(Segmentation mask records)
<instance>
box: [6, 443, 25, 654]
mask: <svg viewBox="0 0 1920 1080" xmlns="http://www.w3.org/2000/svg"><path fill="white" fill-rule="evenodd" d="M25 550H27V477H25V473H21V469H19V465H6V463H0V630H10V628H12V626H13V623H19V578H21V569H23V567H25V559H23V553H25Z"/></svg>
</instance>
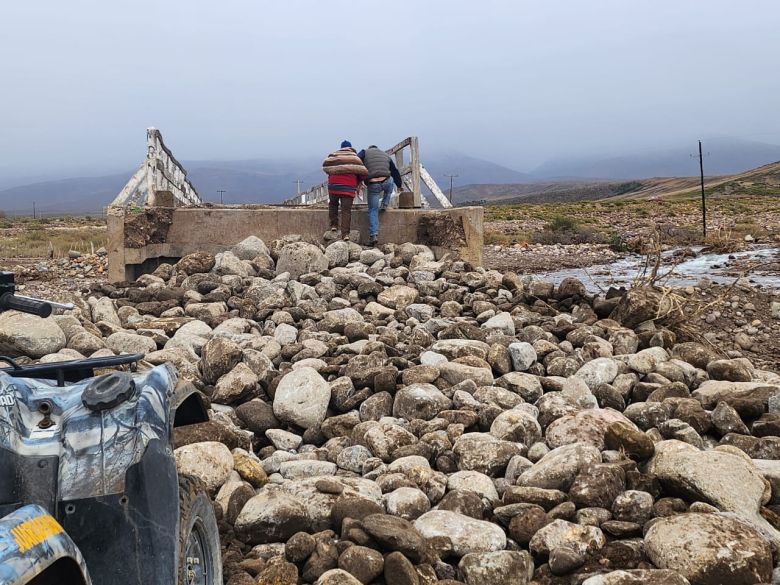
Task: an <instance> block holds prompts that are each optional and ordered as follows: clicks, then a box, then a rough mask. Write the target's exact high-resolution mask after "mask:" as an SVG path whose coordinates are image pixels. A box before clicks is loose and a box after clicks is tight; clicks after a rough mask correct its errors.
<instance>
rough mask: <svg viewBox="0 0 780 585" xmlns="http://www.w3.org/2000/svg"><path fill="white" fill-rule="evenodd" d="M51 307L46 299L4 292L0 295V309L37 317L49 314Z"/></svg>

§ **Exercise brief**
Reproduce the records above, renaming every "rough mask" to "coarse mask" and changing nothing else. Leave the pictures out.

§ **Solved problem**
<instance>
box: [6, 443, 25, 654]
mask: <svg viewBox="0 0 1920 1080" xmlns="http://www.w3.org/2000/svg"><path fill="white" fill-rule="evenodd" d="M25 550H27V477H25V473H21V469H19V465H6V463H0V630H10V628H12V626H13V623H19V578H21V569H23V567H25V559H23V553H25Z"/></svg>
</instance>
Task: an <instance> block holds prompts that are each optional and ordered as follows: clicks, then a box, then a coarse mask. Write the target's exact high-resolution mask after "mask:" as an SVG path whose coordinates are image pixels. A box before clicks is loose and a box after clicks is tight; clicks after a coarse mask correct its errors.
<instance>
coarse mask: <svg viewBox="0 0 780 585" xmlns="http://www.w3.org/2000/svg"><path fill="white" fill-rule="evenodd" d="M51 307L46 299L4 292L0 295V309L37 317L49 314Z"/></svg>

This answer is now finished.